Objectif –
D'après le texte source, dans quel cas n'y aurait-il peut-être pas de question juive ?

Telle étant la situation, nous resterons à jamais un fardeau pour le reste de la population, des parasites qui ne pourront jamais obtenir leur faveur. Le fait apparent que nous ne pouvons nous mêler avec des nations que de manière limitée constitue un autre obstacle à l'établissement de relations amicales. Aussi, nous devons nous assurer que l'excédent, le résidu non assimilable, soit déplacé et pourvu ailleurs. Ce fardeau est le nôtre seul. Si les Juifs pouvaient être répartis également parmi tous les peuples de la Terre, il n'y aurait peut-être pas de question juive. Mais cela n'est pas possible. Non, il ne fait aucun doute qu'une immigration massive des Juifs dans les pays les plus progressistes serait refusée catégoriquement. Nous disons cela avec le cœur très lourd ; mais nous devons admettre la vérité. Et il est nécessaire de connaître les faits si nous voulons améliorer notre situation. De plus, il serait désastreux que nous refusions de tirer profit de notre expérience, laquelle a une valeur pratique, d'abord à travers la conviction toujours plus importante que nous ne sommes nulle part chez nous et que nous devons enfin chercher un foyer, si ce n'est un pays qui nous est propre.

Données brutes –
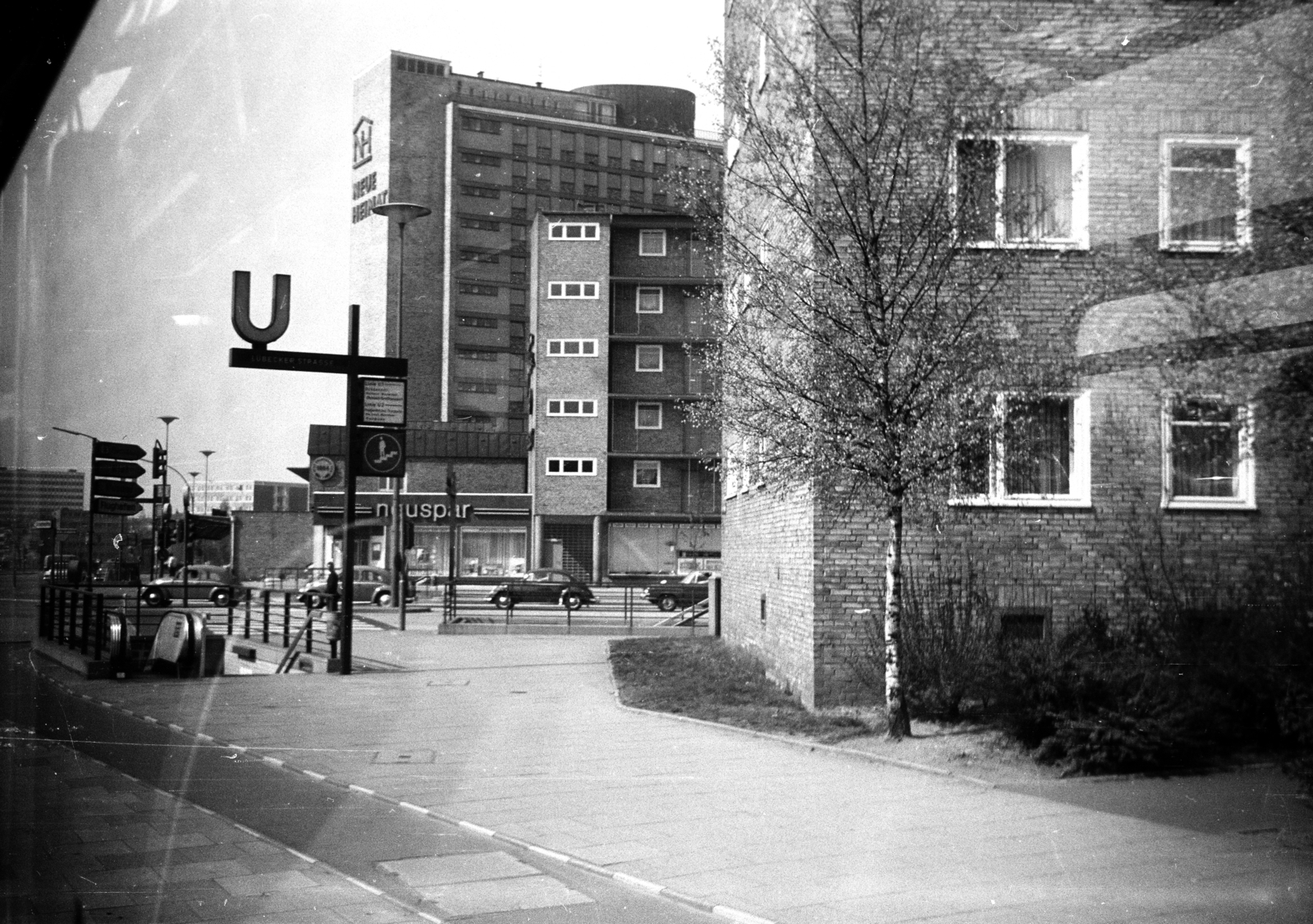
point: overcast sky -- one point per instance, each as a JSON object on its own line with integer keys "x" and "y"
{"x": 190, "y": 138}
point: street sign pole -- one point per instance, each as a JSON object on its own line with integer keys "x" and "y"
{"x": 352, "y": 365}
{"x": 91, "y": 519}
{"x": 348, "y": 510}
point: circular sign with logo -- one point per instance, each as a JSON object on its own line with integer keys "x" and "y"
{"x": 323, "y": 469}
{"x": 384, "y": 455}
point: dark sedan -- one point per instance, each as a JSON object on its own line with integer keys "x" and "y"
{"x": 671, "y": 595}
{"x": 542, "y": 587}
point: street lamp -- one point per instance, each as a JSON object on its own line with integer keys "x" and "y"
{"x": 400, "y": 214}
{"x": 207, "y": 453}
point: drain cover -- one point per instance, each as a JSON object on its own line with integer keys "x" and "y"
{"x": 413, "y": 757}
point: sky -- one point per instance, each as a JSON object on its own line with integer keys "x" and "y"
{"x": 190, "y": 138}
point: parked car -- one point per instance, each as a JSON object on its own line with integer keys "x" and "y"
{"x": 214, "y": 583}
{"x": 372, "y": 586}
{"x": 542, "y": 587}
{"x": 671, "y": 595}
{"x": 59, "y": 569}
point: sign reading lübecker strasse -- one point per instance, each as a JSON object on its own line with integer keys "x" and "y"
{"x": 384, "y": 402}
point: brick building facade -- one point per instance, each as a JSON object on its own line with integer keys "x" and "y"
{"x": 623, "y": 479}
{"x": 1175, "y": 313}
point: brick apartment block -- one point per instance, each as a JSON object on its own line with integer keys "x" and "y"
{"x": 1146, "y": 98}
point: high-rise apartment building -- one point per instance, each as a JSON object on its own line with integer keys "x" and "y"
{"x": 623, "y": 468}
{"x": 485, "y": 157}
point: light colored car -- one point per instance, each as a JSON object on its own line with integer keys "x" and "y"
{"x": 212, "y": 583}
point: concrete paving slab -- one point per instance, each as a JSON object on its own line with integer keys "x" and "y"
{"x": 483, "y": 898}
{"x": 457, "y": 868}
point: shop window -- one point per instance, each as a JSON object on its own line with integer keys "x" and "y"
{"x": 571, "y": 348}
{"x": 1205, "y": 194}
{"x": 1024, "y": 190}
{"x": 571, "y": 407}
{"x": 647, "y": 474}
{"x": 571, "y": 466}
{"x": 573, "y": 230}
{"x": 1208, "y": 457}
{"x": 571, "y": 290}
{"x": 1037, "y": 455}
{"x": 647, "y": 415}
{"x": 649, "y": 359}
{"x": 650, "y": 300}
{"x": 652, "y": 243}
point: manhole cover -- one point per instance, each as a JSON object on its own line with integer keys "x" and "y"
{"x": 413, "y": 757}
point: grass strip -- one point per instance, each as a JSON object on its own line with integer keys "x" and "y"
{"x": 707, "y": 679}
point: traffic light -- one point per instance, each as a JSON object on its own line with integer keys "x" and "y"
{"x": 113, "y": 478}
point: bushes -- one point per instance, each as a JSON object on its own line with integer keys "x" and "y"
{"x": 1162, "y": 685}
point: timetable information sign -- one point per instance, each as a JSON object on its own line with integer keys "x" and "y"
{"x": 382, "y": 402}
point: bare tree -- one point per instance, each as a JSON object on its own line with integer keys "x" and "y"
{"x": 860, "y": 339}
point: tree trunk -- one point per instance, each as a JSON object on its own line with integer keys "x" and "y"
{"x": 896, "y": 702}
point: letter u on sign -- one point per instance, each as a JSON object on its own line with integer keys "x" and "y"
{"x": 280, "y": 315}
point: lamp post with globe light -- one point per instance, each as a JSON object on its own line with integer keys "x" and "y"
{"x": 400, "y": 214}
{"x": 205, "y": 504}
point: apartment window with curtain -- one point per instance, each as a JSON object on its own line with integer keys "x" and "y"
{"x": 1036, "y": 455}
{"x": 1024, "y": 190}
{"x": 1208, "y": 460}
{"x": 1205, "y": 193}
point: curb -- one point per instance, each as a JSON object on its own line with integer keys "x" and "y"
{"x": 568, "y": 858}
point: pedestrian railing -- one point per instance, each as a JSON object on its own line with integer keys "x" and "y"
{"x": 80, "y": 621}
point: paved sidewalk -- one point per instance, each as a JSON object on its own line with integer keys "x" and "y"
{"x": 523, "y": 735}
{"x": 85, "y": 843}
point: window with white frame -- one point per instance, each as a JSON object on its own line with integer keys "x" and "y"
{"x": 571, "y": 348}
{"x": 652, "y": 243}
{"x": 649, "y": 359}
{"x": 571, "y": 290}
{"x": 647, "y": 416}
{"x": 571, "y": 466}
{"x": 1208, "y": 455}
{"x": 573, "y": 230}
{"x": 1037, "y": 455}
{"x": 1028, "y": 190}
{"x": 647, "y": 474}
{"x": 571, "y": 407}
{"x": 650, "y": 300}
{"x": 1205, "y": 193}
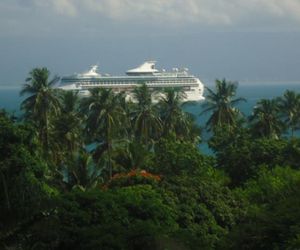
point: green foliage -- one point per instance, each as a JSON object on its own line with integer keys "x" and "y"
{"x": 265, "y": 120}
{"x": 272, "y": 220}
{"x": 240, "y": 155}
{"x": 24, "y": 192}
{"x": 222, "y": 105}
{"x": 126, "y": 218}
{"x": 173, "y": 157}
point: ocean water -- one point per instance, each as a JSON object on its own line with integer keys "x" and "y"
{"x": 251, "y": 91}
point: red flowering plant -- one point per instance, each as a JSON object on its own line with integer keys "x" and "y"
{"x": 134, "y": 177}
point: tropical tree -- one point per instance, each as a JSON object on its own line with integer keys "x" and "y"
{"x": 146, "y": 121}
{"x": 81, "y": 171}
{"x": 289, "y": 106}
{"x": 221, "y": 103}
{"x": 265, "y": 120}
{"x": 68, "y": 126}
{"x": 41, "y": 103}
{"x": 106, "y": 119}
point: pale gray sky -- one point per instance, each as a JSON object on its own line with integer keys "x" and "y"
{"x": 236, "y": 39}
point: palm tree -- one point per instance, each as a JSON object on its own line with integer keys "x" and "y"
{"x": 42, "y": 103}
{"x": 221, "y": 103}
{"x": 146, "y": 122}
{"x": 67, "y": 132}
{"x": 174, "y": 119}
{"x": 81, "y": 171}
{"x": 106, "y": 119}
{"x": 265, "y": 119}
{"x": 289, "y": 106}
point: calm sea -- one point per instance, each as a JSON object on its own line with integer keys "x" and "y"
{"x": 252, "y": 91}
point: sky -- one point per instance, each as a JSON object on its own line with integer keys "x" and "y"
{"x": 234, "y": 39}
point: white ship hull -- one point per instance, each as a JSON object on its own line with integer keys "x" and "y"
{"x": 156, "y": 81}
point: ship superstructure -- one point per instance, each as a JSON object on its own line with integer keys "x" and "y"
{"x": 155, "y": 80}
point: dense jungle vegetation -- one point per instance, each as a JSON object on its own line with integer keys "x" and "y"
{"x": 101, "y": 173}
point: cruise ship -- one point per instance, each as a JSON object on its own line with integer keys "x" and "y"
{"x": 156, "y": 80}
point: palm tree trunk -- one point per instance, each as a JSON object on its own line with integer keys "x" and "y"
{"x": 5, "y": 191}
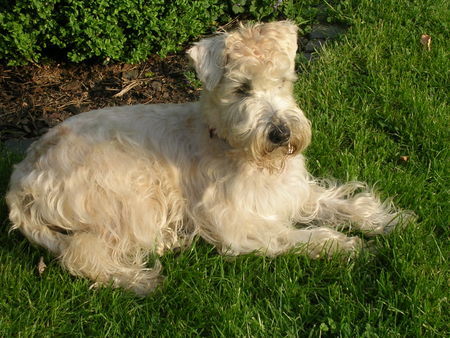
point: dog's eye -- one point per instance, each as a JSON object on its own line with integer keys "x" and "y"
{"x": 244, "y": 89}
{"x": 283, "y": 82}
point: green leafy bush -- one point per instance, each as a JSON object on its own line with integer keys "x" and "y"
{"x": 122, "y": 30}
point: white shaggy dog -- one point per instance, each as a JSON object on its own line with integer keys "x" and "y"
{"x": 106, "y": 188}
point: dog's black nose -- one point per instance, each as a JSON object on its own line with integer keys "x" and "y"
{"x": 279, "y": 133}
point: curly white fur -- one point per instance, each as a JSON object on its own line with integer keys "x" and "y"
{"x": 106, "y": 188}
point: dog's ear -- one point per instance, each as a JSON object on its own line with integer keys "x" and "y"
{"x": 208, "y": 57}
{"x": 286, "y": 34}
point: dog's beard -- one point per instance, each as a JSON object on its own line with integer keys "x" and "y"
{"x": 253, "y": 141}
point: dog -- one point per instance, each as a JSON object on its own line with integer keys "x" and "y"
{"x": 107, "y": 188}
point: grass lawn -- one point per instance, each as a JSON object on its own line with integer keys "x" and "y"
{"x": 378, "y": 101}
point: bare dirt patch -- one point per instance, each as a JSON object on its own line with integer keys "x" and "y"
{"x": 34, "y": 98}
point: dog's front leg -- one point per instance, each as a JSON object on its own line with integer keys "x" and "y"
{"x": 341, "y": 206}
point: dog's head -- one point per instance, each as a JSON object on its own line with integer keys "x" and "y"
{"x": 248, "y": 80}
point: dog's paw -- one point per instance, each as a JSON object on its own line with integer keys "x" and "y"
{"x": 334, "y": 243}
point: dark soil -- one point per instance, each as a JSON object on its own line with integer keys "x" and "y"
{"x": 34, "y": 98}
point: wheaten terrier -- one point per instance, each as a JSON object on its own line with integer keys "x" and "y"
{"x": 107, "y": 188}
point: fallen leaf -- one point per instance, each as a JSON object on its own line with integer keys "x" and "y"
{"x": 41, "y": 266}
{"x": 425, "y": 40}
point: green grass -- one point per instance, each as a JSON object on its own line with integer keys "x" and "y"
{"x": 375, "y": 94}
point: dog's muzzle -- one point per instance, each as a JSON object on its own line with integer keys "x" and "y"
{"x": 279, "y": 134}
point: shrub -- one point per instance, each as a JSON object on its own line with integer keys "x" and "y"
{"x": 122, "y": 30}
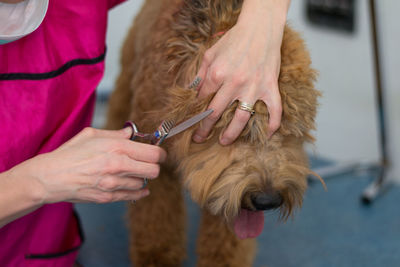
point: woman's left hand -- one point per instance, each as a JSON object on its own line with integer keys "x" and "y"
{"x": 244, "y": 65}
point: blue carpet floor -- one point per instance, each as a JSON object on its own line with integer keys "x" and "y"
{"x": 332, "y": 229}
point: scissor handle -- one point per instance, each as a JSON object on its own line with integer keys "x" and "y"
{"x": 135, "y": 131}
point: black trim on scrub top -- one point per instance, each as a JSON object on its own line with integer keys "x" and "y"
{"x": 54, "y": 73}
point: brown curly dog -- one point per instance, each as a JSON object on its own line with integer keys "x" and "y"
{"x": 232, "y": 184}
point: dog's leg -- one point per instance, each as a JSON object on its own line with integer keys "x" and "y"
{"x": 157, "y": 224}
{"x": 218, "y": 246}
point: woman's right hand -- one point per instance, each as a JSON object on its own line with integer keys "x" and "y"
{"x": 94, "y": 166}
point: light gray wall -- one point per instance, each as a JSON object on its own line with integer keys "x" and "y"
{"x": 347, "y": 122}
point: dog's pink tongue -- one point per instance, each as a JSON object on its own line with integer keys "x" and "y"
{"x": 249, "y": 224}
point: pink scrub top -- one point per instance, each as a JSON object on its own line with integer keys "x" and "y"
{"x": 47, "y": 95}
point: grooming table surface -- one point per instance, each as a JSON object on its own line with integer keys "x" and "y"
{"x": 332, "y": 229}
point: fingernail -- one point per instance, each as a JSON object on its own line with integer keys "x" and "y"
{"x": 195, "y": 83}
{"x": 127, "y": 130}
{"x": 197, "y": 138}
{"x": 224, "y": 141}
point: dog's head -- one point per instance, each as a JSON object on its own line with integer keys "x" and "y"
{"x": 254, "y": 174}
{"x": 241, "y": 181}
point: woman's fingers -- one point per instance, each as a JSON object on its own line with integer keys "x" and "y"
{"x": 141, "y": 152}
{"x": 124, "y": 165}
{"x": 113, "y": 183}
{"x": 218, "y": 105}
{"x": 97, "y": 196}
{"x": 237, "y": 125}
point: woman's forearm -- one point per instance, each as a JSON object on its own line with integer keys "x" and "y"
{"x": 18, "y": 196}
{"x": 270, "y": 13}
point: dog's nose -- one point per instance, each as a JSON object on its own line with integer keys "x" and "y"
{"x": 267, "y": 201}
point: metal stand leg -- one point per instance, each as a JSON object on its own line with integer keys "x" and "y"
{"x": 375, "y": 188}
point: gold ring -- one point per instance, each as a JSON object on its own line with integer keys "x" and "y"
{"x": 246, "y": 107}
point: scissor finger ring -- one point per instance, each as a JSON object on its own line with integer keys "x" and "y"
{"x": 145, "y": 182}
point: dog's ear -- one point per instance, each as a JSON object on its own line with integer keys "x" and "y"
{"x": 296, "y": 85}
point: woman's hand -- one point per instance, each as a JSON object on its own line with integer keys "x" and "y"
{"x": 95, "y": 166}
{"x": 244, "y": 65}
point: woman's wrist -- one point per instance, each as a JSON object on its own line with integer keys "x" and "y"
{"x": 272, "y": 12}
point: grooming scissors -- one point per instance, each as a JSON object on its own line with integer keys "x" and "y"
{"x": 166, "y": 130}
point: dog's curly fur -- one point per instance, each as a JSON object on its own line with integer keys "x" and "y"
{"x": 160, "y": 57}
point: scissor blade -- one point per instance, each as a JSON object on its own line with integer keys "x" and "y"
{"x": 188, "y": 123}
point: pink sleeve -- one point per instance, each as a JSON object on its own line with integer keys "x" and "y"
{"x": 113, "y": 3}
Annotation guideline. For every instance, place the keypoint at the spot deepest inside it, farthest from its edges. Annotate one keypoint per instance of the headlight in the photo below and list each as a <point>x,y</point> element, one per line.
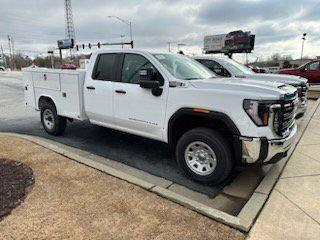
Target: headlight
<point>258,111</point>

Réponse –
Si les Juifs pouvaient être répartis également parmi tous les peuples de la Terre.